**TESTO DELL'ESERCIZIO:**
Riscrivi tutti i record sostituendo "sample response" con "example output" e lascia invariato tutto il resto.

········

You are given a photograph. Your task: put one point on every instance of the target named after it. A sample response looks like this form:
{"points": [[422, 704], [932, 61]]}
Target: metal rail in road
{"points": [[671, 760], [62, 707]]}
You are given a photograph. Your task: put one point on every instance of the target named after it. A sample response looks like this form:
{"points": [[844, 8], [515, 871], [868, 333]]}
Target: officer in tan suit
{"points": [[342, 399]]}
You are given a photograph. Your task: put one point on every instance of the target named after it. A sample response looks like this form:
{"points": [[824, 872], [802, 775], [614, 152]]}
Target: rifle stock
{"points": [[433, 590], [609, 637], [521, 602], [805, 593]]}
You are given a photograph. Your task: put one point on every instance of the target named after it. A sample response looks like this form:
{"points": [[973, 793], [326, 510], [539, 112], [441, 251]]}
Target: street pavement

········

**RISPOSTA ATTESA:**
You are given a photograph. Your task: put one point on every instance of the target named after it. A example output looks like this form:
{"points": [[422, 704], [932, 61]]}
Target: metal rail in road
{"points": [[671, 760], [62, 707]]}
You are given a photograph. Your task: put one point on every instance of the target named after it. A example output looks like this form:
{"points": [[844, 8], [515, 871], [868, 333]]}
Target: officer in tan suit
{"points": [[342, 399]]}
You are given a photograph. Your task: put one point on every instance of the target named after it. A example output looks like this form:
{"points": [[824, 872], [802, 775], [614, 152]]}
Target: rifle stock
{"points": [[433, 590], [609, 637], [521, 602], [805, 593]]}
You are given a photograph. Your task: put one point on every instance of the target named after it. A example output looks like this form:
{"points": [[973, 793], [326, 510], [539, 112], [441, 251]]}
Target: street pavement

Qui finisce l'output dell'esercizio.